● Exercise prompt
Starting at the line that contains "Teacher note: please indicate the person in", transcribe every remaining line of the entries exactly, including the last one.

● Input

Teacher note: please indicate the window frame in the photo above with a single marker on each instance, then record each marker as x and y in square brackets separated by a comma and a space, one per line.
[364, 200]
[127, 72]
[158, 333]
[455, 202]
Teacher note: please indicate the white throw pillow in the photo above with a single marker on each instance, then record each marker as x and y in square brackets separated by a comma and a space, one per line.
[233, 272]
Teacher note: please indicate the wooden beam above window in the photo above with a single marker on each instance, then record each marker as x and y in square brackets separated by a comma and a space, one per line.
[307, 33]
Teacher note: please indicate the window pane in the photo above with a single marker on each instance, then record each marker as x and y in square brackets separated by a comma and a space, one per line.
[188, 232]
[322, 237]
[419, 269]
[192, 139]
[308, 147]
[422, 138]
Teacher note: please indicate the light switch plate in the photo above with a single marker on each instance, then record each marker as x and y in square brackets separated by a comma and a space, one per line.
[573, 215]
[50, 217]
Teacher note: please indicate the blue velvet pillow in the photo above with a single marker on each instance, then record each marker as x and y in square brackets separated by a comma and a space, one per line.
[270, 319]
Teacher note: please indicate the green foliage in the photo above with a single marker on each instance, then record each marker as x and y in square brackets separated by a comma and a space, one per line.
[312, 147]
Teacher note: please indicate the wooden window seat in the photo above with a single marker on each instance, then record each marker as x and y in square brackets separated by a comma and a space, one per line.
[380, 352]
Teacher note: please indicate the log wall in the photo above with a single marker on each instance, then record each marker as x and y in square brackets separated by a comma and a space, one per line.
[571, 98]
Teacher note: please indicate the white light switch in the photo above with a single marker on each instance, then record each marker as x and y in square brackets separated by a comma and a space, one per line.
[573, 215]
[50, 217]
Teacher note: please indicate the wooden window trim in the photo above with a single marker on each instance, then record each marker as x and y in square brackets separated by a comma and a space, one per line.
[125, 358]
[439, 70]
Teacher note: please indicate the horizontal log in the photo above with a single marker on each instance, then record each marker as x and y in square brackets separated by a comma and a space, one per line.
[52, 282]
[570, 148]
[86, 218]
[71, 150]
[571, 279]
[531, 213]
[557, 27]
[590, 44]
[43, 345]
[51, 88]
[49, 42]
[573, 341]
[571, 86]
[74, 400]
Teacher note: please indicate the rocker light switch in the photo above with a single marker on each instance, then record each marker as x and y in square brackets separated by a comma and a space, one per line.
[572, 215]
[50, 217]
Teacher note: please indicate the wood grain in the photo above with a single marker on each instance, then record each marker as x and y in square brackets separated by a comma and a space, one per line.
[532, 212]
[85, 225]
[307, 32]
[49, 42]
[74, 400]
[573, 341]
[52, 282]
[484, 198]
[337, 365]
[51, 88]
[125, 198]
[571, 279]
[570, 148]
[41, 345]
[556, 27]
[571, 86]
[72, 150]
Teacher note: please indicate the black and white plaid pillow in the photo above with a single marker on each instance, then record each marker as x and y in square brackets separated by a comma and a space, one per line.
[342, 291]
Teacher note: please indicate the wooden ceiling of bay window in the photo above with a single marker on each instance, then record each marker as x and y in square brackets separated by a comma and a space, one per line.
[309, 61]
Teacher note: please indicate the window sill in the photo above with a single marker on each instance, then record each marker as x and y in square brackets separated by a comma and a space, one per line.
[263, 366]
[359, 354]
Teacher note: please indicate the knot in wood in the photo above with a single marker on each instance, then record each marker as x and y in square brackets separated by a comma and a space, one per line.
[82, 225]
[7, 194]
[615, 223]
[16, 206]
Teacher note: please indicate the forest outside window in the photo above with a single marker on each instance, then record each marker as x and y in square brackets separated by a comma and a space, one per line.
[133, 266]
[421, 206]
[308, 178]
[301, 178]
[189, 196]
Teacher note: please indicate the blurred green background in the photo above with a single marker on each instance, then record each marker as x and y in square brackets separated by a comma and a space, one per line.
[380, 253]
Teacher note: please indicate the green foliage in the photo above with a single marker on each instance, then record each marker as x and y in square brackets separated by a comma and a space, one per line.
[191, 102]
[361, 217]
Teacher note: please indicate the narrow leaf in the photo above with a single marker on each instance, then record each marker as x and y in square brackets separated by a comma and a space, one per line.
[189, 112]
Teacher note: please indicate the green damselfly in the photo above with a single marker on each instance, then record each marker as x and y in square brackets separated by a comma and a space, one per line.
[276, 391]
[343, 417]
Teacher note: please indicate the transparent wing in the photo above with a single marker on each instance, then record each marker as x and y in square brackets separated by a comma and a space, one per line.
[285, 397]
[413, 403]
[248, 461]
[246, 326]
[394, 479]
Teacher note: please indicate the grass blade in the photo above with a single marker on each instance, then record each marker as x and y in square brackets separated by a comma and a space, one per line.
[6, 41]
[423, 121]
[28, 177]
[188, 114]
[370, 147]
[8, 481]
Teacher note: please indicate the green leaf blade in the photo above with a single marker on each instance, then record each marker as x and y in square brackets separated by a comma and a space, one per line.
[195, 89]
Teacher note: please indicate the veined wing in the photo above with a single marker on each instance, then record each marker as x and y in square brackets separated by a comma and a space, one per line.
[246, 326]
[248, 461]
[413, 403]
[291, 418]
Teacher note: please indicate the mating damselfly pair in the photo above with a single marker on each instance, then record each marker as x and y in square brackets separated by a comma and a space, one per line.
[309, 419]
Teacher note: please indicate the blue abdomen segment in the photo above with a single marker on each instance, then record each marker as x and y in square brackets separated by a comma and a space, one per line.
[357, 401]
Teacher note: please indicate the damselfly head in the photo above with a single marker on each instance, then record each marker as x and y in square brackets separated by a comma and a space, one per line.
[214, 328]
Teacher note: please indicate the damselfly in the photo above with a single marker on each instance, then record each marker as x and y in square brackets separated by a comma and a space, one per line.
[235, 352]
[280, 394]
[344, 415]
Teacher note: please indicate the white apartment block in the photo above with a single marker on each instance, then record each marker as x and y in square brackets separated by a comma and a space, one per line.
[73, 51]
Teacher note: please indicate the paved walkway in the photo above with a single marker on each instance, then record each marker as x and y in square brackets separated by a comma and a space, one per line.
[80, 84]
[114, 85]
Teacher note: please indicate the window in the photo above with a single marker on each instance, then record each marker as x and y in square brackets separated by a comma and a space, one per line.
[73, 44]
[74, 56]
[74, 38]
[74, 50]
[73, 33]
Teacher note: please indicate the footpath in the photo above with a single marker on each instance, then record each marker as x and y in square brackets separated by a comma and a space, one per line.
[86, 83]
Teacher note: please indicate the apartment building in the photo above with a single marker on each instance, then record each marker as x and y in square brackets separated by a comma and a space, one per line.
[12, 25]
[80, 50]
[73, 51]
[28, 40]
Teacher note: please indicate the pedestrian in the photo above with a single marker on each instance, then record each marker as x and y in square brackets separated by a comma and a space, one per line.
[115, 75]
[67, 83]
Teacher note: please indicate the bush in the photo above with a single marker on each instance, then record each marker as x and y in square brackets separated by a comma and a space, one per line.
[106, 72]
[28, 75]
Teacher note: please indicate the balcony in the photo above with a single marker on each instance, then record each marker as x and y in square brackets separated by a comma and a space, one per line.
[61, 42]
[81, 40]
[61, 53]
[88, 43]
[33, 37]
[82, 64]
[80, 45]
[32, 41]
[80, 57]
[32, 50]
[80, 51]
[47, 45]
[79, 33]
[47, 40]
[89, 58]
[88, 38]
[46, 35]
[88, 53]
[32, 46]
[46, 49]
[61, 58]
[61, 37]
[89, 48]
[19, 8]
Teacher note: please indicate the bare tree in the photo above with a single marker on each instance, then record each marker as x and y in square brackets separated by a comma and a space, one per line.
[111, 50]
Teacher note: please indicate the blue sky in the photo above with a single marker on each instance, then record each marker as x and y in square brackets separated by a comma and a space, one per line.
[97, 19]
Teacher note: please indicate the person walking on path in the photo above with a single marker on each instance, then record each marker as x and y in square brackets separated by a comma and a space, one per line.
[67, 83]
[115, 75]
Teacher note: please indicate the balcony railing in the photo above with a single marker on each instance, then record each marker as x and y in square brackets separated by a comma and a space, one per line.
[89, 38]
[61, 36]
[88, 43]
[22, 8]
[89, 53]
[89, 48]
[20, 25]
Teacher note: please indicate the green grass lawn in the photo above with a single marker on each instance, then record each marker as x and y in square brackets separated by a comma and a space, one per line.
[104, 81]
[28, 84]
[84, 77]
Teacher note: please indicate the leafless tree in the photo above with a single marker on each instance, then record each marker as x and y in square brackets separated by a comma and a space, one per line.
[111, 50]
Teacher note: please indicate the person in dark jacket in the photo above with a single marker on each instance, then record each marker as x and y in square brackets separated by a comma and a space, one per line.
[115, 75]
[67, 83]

● Result
Teacher note: please indicate the person in dark jacket in the photo above with a single marker on each instance, then record each marker as x and y in square brackets separated by a comma and a space, one per line.
[115, 75]
[67, 83]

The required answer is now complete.